## TO-DO LIST
1/ In the passage about Moses, what two things does it say the limits of even a man such as Moses require?
2/ Please continue the passage about Moses, picking up after its final sentence.

— begin EXTRACT —

The Torah proclaims Moses as a prophet without rival: Never since, the closing words of Deuteronomy ring out, has there arisen a prophet in Israel like Moses, whom the Lord knew face to face. He was unequalled for all the signs and wonders that the Lord sent him to perform. But what today’s story teaches us, alongside all those nifty paradoxes, is that even a man such as Moses has limits, limits which require not only the goodness of God, but the care of community. Moses’ health, his thriving, his survival resembles our own in its contingency. Moses is great, and he is vulnerable and dependent.

— end EXTRACT —
— begin SUPPLIED MATERIAL —

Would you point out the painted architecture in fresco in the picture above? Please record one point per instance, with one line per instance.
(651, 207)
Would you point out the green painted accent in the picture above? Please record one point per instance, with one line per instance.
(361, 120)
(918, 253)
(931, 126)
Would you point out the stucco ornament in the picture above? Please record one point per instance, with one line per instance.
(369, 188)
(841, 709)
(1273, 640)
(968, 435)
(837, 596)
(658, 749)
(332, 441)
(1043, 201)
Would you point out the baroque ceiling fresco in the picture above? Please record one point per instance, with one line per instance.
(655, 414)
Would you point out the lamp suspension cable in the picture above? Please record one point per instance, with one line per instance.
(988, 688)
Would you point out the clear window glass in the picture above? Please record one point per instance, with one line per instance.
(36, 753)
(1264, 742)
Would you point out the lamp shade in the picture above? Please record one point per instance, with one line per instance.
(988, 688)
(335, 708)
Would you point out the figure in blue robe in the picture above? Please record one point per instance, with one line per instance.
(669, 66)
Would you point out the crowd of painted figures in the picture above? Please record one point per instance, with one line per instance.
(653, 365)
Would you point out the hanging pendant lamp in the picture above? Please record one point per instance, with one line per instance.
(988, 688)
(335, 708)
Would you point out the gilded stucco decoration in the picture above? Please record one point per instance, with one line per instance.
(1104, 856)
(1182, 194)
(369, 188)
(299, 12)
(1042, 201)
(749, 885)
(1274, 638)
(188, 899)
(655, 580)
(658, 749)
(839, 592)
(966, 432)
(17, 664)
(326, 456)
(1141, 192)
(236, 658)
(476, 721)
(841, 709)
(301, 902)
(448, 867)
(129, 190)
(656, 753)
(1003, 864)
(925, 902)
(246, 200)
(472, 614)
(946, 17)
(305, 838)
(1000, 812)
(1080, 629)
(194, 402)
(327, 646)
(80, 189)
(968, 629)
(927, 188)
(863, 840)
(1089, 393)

— end SUPPLIED MATERIAL —
— begin SUPPLIED MATERIAL —

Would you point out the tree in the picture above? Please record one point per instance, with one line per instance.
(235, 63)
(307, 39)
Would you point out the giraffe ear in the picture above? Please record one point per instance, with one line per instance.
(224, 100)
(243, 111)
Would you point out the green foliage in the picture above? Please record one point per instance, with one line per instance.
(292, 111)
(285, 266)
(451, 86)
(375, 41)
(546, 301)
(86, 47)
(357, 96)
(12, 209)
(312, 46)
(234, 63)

— end SUPPLIED MATERIAL —

## EXERCISE RESULTS
1/ They require the goodness of God and the care of community.

2/
This is a vital message on a day such as today where we are thinking about men’s health and care, and in the coming weeks as we enter the 16 Days Against Gender Based Violence. The crisis of gender-based violence, the so-called epidemic of male loneliness, the increasing and concerning radicalisation of young men, the lack of dialogue about men’s health physical and mental, so much of this stems from rigid gendered expectations and stereotypes. Stems, that is, from expectations of what it means to be a man, to be masculine. Expectations that are rigid, restrictive, and ultimately destructive (not only for the self, but for others). Sadly, these kind of rigid expectations and aspirations take root in the church as well; where a kind of godly masculinity is espoused, touting the supremacy of men as leaders who are strong and controlled (and perhaps controlling). And yet, as with Moses, time and again the Bible defies a kind of heroic masculinity that is self-sufficient, strong, and stoic, invulnerable and individualist. In its place is the valorisation of service, the requiring of humility, the glorifying of weakness, the celebration of compassion, the commending of vulnerability, and the recognition of our reliance not only on God, but others. To be human, and in particular to be human within the church is to be given to others in mutual dependence and care, to be both giver and receiver of grace and gifts, to be a helpmeet to one another and the earth.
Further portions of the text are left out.